# Goal of the exercise:
Keep every character as it is and output all of the records.

# Extracted data:

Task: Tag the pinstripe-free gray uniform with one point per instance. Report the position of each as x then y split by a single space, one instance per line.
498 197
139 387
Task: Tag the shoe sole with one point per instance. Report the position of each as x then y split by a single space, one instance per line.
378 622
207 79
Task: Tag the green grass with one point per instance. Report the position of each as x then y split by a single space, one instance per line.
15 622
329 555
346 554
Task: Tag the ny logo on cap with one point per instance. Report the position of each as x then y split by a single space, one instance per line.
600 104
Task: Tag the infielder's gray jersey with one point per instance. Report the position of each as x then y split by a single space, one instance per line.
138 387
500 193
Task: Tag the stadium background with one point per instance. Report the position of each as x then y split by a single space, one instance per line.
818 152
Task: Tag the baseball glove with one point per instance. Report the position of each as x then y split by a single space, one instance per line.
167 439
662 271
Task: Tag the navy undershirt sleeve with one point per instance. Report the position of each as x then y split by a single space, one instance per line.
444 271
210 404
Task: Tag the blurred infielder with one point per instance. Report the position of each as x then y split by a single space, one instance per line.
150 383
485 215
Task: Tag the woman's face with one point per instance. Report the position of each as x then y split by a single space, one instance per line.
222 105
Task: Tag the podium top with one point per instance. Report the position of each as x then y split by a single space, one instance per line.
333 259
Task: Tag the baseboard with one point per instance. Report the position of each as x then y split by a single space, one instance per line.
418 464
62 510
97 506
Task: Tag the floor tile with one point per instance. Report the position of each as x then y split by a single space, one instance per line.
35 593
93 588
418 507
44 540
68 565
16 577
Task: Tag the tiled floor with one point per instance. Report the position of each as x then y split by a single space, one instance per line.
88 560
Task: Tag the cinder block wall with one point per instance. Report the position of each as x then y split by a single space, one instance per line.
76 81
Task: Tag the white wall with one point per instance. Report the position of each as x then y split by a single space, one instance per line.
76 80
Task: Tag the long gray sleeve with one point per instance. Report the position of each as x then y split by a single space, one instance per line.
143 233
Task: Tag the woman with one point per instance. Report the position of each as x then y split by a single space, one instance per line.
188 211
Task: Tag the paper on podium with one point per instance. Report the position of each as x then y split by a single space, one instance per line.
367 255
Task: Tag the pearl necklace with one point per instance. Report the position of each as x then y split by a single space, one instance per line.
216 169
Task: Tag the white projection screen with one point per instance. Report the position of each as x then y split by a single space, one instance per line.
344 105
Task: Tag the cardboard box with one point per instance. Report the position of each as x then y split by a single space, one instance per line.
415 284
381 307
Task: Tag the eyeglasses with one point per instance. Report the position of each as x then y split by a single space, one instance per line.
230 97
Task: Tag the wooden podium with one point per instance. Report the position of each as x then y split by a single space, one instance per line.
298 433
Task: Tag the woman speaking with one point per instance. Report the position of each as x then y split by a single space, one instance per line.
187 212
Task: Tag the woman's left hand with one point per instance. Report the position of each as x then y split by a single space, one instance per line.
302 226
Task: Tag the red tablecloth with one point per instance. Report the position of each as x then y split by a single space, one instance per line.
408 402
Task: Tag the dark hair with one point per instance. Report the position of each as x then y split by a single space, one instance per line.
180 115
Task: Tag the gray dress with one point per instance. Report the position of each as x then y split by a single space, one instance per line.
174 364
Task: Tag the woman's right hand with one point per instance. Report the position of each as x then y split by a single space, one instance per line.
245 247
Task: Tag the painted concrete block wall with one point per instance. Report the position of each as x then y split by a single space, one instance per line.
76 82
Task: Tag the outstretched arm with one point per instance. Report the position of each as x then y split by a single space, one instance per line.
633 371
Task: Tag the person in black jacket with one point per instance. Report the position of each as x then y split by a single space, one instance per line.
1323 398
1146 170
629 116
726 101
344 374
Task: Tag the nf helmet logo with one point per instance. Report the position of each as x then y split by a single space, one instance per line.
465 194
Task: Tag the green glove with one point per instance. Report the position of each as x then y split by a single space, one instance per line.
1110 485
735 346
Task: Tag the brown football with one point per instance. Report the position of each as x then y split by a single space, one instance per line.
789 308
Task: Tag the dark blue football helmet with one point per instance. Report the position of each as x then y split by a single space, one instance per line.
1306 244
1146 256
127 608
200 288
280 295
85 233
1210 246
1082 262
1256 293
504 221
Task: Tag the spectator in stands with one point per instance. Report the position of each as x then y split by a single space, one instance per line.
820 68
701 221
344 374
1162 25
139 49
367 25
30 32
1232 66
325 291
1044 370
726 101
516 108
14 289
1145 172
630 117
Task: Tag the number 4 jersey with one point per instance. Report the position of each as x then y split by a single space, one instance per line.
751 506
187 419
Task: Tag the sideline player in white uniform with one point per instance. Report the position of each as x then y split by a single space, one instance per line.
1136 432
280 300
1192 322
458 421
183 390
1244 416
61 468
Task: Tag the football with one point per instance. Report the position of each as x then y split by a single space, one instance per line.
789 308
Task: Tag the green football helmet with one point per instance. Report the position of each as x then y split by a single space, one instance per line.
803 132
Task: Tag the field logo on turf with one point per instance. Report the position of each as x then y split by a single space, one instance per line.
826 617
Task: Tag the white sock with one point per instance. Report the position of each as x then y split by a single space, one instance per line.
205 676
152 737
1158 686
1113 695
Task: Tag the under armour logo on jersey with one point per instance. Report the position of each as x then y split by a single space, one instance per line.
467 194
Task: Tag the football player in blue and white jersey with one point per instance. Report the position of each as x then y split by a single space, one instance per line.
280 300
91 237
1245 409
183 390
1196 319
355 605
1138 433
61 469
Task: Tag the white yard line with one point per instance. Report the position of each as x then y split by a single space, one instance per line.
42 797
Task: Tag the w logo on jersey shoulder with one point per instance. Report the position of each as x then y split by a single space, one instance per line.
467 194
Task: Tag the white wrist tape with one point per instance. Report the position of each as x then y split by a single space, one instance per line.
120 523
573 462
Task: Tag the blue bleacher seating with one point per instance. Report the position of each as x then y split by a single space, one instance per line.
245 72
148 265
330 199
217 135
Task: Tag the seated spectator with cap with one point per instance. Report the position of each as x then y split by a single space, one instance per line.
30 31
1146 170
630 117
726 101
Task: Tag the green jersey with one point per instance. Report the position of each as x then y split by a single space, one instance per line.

# Solution below:
Task: Tag the pinstripe-free gray uniform with one point per instance. Report the position of each as x then y split by a single space, one instance per line.
498 197
139 387
Task: Tag the shoe sole with one point per instance. Report the position of each as x then y split by a single space, one instance per line.
378 622
207 79
Task: Tag the green grass with one point per instance. Report the position of each as x then y split by a single space, one instance per line.
15 622
329 555
346 554
Task: Tag the ny logo on cap with one point per instance. Report the position of each as x then y split by a single space, one instance per line.
600 104
Task: Tag the infielder's gray jersey with one point per instance. Report the position of each as x then y split by a single space, one instance per line.
138 387
500 193
Task: Tag the stadium background with one point per instance. Report the position of each as x then y split by a single space, one instance per line.
818 152
Task: Tag the baseball glove with one point per instance. Report the position of each as x then y split by a single space, one instance per line.
167 439
662 271
Task: Tag the navy undershirt sleeve with one point per instance. Report the position of each as x then y split by a single space, one instance per line.
444 271
210 404
Task: Tag the blurred infielder with one point per instance. Report the position of each as x then y split by a single space, one instance per line.
150 383
485 215
Task: Tag the woman's face with one point per instance. Report the position of each as x then y split by a single space, one instance per line.
222 105
Task: Tag the podium top with one point per instance. Report the position of each as x then y split by a single space, one instance per line.
333 259
Task: Tag the baseboard with one point per instance. Report the position of each as x then y split by a single space, one instance per line.
418 464
62 510
97 506
Task: Tag the floor tile with one point per instance. Report the position of each as x then y split by a single space, one instance per line.
35 593
93 588
418 507
44 540
68 565
16 577
Task: Tag the tiled floor with one point per instance. Report the position of each as x then y split by a single space, one instance per line.
88 560
Task: Tag the cinder block wall with one point per instance. Report the position of each as x then y split by a single space, one instance per line.
76 81
Task: Tag the white wall with one point per instance. Report the position of each as x then y split by a single space, one instance per line.
76 80
Task: Tag the long gray sleeve with one point per instance. Report the position of each as x then y split by a single space, one instance per line.
143 233
Task: Tag the woman with one point per instance. Report the position of each as x then y split by a single space, one instance per line.
188 211
Task: Tag the paper on podium with one point per instance. Report the position of each as x then y split by a single space, one instance per line.
367 255
Task: Tag the pearl necklace with one point per instance. Report the position of each as x then y split by a single space, one instance per line.
216 169
Task: Tag the white projection screen with one point per instance. Report the position of each as x then y split by a single space, one instance per line.
344 105
Task: Tag the cardboard box with one point per instance. Report the position of each as x then y split by a single space, one instance per line.
415 284
381 307
Task: Tag the eyeglasses with one point per instance. Report the position of each as x then y split by a single space, one instance per line.
230 97
Task: Tag the wooden podium with one point per instance. Report the position of each as x then y split by a single space, one instance per line.
298 433
Task: Tag the woman speaking with one point per instance. Report the position of each as x then y split by a single space, one instance per line.
187 212
Task: Tag the woman's left hand with one point per instance. Report the position of each as x then y split by a single space, one instance per line.
302 226
Task: Tag the red tablecloth with one point per instance. Report the position of each as x then y split by a single space, one instance per line.
408 402
Task: Tag the dark hair with one point per instance. Report the position of each as x then y split by a single space, one instance per line.
180 115
Task: Tag the gray dress with one point per instance. Report the position of each as x then y split by a single space, one instance per line.
174 364
Task: Tag the woman's right hand with one point per instance. Report the position of each as x then y split by a single space, one instance per line.
245 247
Task: Tag the painted concrete block wall with one point per instance. Report the position of each as x then y split by a single space, one instance per line.
76 82
Task: Tag the outstretched arm with one point per instance. Report the position of each as x then y split by a single space, one instance per line.
633 371
Task: Tag the person in black jacket with one point per instance. Report the position of each as x then y split by a single space, one instance per line.
1323 398
1146 170
629 116
726 101
344 374
Task: Tag the nf helmet logo with one point per instance. Report the position of each as x then y split by a single space, one instance per line.
465 194
Task: Tag the green glove with one point per instance. Report the position of each as x then y split by a single space, one instance per line.
1110 485
735 346
Task: Tag the brown football with one point per instance. Report the position of each as x then y split by a single space, one instance per line.
789 308
Task: Tag the dark blue football helmet with one point per instance. Report the position of each as x then y split by a single space, one instance per line.
1306 244
1146 256
127 608
200 288
280 295
85 233
1210 246
1082 262
1256 293
504 221
Task: Tag the spectator in stands with one point per instance. Report the position of each as x then y split by a single space, one instance per line.
820 68
701 221
344 374
1162 25
139 49
367 25
30 32
1232 66
325 291
1044 370
726 101
516 108
14 289
1145 172
630 117
Task: Tag the number 4 jersey with one point per instance. Report the position of each as x then y split by a single space, one instance per line.
751 506
187 419
Task: Tag the sideline player in white uniform with one point per instance. Report the position of each as x then y split by a single space, one instance per line.
1136 432
280 300
1192 322
458 421
183 390
1244 416
61 468
Task: Tag the football with one point per instance. Report the position of each as x then y split by a single space, one instance per line.
789 308
Task: Tag the green football helmet with one point per instance. Report the position of each as x then y split by a single space, one instance per line.
803 132
Task: Tag the field logo on turf with one point per instance. Report the position of each as x then y split by a single space, one instance per line.
826 617
Task: Tag the white sock with one point per instance. Report the position of each as x then y split by a single space, one instance per line.
205 676
152 737
1158 686
1113 695
Task: Tag the under armour logo on jersey with one point per instance. Report the position of each as x then y split by a single space, one instance per line.
467 194
Task: Tag the football player in blue and white jersey with one point per instance. Report the position of each as x then y split by a single space, one instance per line.
280 300
91 237
1245 409
183 390
1196 319
355 605
1138 433
61 469
Task: Tag the white yard line with one point per instance. Report the position of each as x then y split by a single space, one instance per line.
42 797
Task: Tag the w logo on jersey shoulder with one point per instance. Report the position of each as x then y split by a single space, one instance per line.
467 194
Task: Tag the white wrist tape with one point per instance. Report the position of each as x then y split by a single space, one instance per line.
120 523
573 462
Task: Tag the blue bleacher seating with one point per instance. Report the position of each as x then y split by a single space, one instance per line.
245 72
148 265
330 199
217 135
Task: Tag the seated spectator with cap with one point per instance. Report the position of each as x then y split by a single space, one instance per line.
30 31
1146 170
630 117
726 101
Task: Tag the green jersey with one point per instance. Report the position of each as x then y split by a single space, one instance per line.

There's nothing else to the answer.